▶ [Extrait fourni]

****

Le 11 février 1997, Kesko a informé la Commission qu'elle avait signé des contrats visant à mettre en œuvre la seconde proposition. La signature de ces contrats n'affecte pas la présente décision, étant donné, notamment, que leur entrée en vigueur a été explicitement subordonnée à l'approbation de la Commission (au 30 avril 1997 au plus tard).
Conclusion
(14) Pour la raison précitée et puisque l'opération a déjà été réalisée, il y a lieu, en vertu de l'article 8 paragraphe 4 du règlement sur les concentrations, d'ordonner à Kesko de se défaire des activités de Tuko dans le commerce de biens de consommation courante. En prenant cette décision, la Commission a pris en considération l'argument avancé par Kesko concernant la souplesse et la nécessité de ne pas aller au-delà de ce qui est utile et nécessaire pour atteindre l'objectif visé, à savoir rétablir une concurrence effective sur les marchés finlandais de la vente de biens de consommation courante au détail et en libre-service de gros,
A ARRÊTÉ LA PRÉSENTE DÉCISION :
Article premier
Kesko cède les activités de Tuko dans le commerce de biens de consommation courante à un acquéreur devant être un concurrent, actuel ou potentiel, qui soit viable, indépendant et sans lien avec le groupe Kesko et qui dispose des ressources financières et d'une expérience confirmée lui permettant de maintenir et de développer les activités cédées de manière à ce qu'elles entrent effectivement en concurrence avec celles de Kesko dans le secteur des biens de consommation courante(exigences dénommées ci-après "critères de sélection").
Avant la cession, Kesko veille à ce que les actifs à céder représentent l'ensemble des activités de Tuko dans la vente de biens de consommation courante. De plus, ces activités sont remises en l'état où elles se trouvaient, du point de vue de la concurrence, avant la prise de contrôle par Kesko. Il peut en résulter, entre autres, l'obligation de restituer à Tuko tous les actifs, corporels ou incorporels, liés à la vente de biens de consommation courante, dont Tuko était propriétaire à la date de l'opération de concentration et dont elle s'est dessaisie, ou, le cas échéant, de remplacer ces actifs aux frais de Kesko. En outre, tous les contrats conclus par Tuko ou en son nom ou par tout autre organe du groupe Tuko, relatifs à ses activités dans la vente de biens de consommation courante, sont cédés dans la mesure où ils sont cessibles de plein droit. S'ils ne sont pas cessibles de plein droit, Kesko met tout en œuvre pour en obtenir la cession conventionnelle.

****

▶ [Entrées fournies]
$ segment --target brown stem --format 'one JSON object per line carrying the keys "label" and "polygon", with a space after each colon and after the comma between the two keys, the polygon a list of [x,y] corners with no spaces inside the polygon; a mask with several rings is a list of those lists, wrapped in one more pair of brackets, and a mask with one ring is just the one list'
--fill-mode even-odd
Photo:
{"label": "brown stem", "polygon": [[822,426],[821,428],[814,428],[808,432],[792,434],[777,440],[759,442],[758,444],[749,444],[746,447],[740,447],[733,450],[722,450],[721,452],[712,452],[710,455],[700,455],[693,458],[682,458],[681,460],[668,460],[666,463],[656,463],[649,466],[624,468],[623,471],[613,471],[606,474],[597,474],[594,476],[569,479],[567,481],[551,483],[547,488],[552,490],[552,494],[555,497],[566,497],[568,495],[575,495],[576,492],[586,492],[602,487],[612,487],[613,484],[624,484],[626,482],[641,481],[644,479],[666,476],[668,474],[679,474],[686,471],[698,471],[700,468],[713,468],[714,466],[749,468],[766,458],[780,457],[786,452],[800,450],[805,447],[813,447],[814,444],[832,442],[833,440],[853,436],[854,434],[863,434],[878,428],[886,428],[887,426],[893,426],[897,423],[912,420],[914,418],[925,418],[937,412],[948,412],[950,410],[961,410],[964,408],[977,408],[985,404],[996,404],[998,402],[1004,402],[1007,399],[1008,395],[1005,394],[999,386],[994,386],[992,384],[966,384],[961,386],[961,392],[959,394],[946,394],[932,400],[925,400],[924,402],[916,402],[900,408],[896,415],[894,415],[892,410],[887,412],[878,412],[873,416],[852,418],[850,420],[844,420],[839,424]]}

****

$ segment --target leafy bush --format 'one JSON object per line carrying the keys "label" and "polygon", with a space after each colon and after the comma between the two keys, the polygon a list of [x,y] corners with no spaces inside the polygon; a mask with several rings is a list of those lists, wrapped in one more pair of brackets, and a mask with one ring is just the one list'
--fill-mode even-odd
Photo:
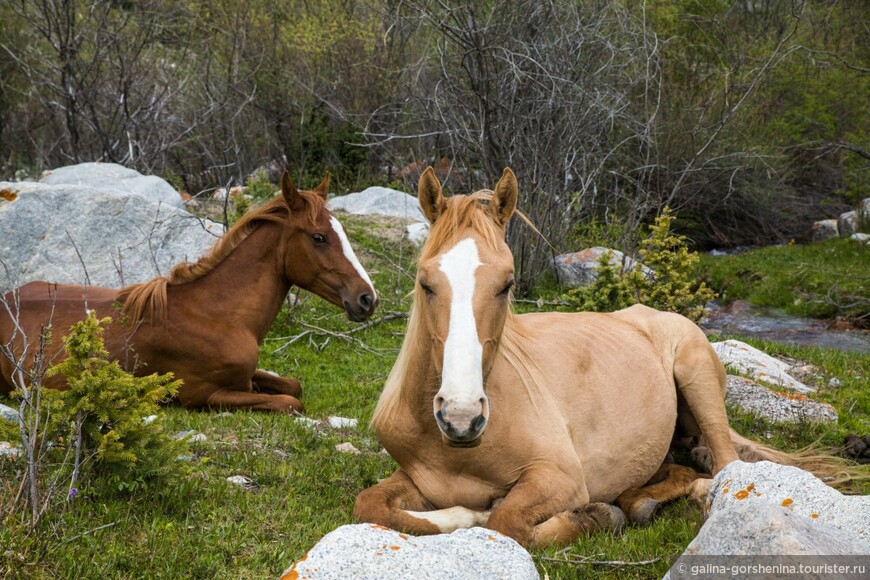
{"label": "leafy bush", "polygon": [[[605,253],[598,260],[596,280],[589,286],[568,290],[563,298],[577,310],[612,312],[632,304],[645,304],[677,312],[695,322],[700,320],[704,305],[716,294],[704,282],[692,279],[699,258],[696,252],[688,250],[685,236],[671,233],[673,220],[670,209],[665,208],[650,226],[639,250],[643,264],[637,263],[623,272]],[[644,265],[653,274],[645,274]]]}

****

▶ [Objectif énoncé] Modifiez le passage de l'extrait fourni qui commence par « Le 11 février » et se poursuit jusqu'à « au plus tard). », en remplaçant « contrats » par « accords ». Les entrées constituent un matériau distinct de l'extrait fourni.

▶ [Résultat attendu]
Le 11 février 1997, Kesko a informé la Commission qu'elle avait signé des accords visant à mettre en œuvre la seconde proposition. La signature de ces accords n'affecte pas la présente décision, étant donné, notamment, que leur entrée en vigueur a été explicitement subordonnée à l'approbation de la Commission (au 30 avril 1997 au plus tard).